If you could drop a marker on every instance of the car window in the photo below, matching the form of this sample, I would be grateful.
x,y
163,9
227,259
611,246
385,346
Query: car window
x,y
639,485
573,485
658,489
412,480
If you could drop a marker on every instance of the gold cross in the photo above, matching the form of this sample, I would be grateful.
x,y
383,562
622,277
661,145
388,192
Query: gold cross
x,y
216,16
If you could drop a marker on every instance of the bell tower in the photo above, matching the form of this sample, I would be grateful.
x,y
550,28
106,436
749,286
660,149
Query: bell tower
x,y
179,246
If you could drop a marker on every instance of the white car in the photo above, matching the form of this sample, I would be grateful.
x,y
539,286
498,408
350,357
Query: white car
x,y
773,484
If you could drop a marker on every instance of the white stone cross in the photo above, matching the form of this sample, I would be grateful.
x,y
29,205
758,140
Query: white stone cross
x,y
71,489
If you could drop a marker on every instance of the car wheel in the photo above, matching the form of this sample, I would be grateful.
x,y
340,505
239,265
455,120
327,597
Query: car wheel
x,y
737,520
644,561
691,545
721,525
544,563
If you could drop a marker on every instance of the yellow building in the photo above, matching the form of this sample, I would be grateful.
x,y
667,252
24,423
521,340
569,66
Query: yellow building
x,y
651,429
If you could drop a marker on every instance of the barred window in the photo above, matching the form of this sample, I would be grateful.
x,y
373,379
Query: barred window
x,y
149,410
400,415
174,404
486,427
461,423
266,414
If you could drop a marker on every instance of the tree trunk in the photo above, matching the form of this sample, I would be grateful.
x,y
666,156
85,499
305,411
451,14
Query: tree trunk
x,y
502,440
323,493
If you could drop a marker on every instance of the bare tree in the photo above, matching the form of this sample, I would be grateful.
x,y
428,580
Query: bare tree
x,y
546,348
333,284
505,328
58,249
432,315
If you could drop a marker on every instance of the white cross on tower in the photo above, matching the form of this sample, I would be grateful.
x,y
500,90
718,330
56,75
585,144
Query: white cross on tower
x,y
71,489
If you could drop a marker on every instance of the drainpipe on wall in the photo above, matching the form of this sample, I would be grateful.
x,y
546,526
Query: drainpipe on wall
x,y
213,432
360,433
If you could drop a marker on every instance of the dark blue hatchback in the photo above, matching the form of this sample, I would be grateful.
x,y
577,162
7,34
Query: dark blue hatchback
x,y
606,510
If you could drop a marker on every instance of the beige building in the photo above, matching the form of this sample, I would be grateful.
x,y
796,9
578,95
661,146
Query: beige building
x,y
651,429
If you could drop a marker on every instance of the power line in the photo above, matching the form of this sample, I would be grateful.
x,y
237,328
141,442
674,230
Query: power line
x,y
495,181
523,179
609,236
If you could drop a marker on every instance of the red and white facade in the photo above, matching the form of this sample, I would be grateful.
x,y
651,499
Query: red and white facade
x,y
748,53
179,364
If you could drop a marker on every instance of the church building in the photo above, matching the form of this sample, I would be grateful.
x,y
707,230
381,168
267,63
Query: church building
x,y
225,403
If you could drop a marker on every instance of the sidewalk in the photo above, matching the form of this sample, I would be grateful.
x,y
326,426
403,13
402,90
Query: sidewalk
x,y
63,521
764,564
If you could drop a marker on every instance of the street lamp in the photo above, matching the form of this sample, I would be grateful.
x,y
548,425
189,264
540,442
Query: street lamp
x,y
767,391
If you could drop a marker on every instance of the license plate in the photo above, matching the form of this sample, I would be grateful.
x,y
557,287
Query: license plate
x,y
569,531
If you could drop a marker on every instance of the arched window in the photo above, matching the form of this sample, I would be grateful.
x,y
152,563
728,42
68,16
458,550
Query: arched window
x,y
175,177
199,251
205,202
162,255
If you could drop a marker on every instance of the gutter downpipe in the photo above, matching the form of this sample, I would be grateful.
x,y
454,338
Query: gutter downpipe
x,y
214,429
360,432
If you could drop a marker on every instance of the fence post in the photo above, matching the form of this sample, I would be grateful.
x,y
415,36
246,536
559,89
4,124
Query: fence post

--------------------

What you are asked to do
Each line of the material that contains the string "post" has to be copied out.

Result of this exercise
If you could drop a marker on every instance of the fence post in the photo above, matching the form of this sample, I would be grateful.
Query: fence post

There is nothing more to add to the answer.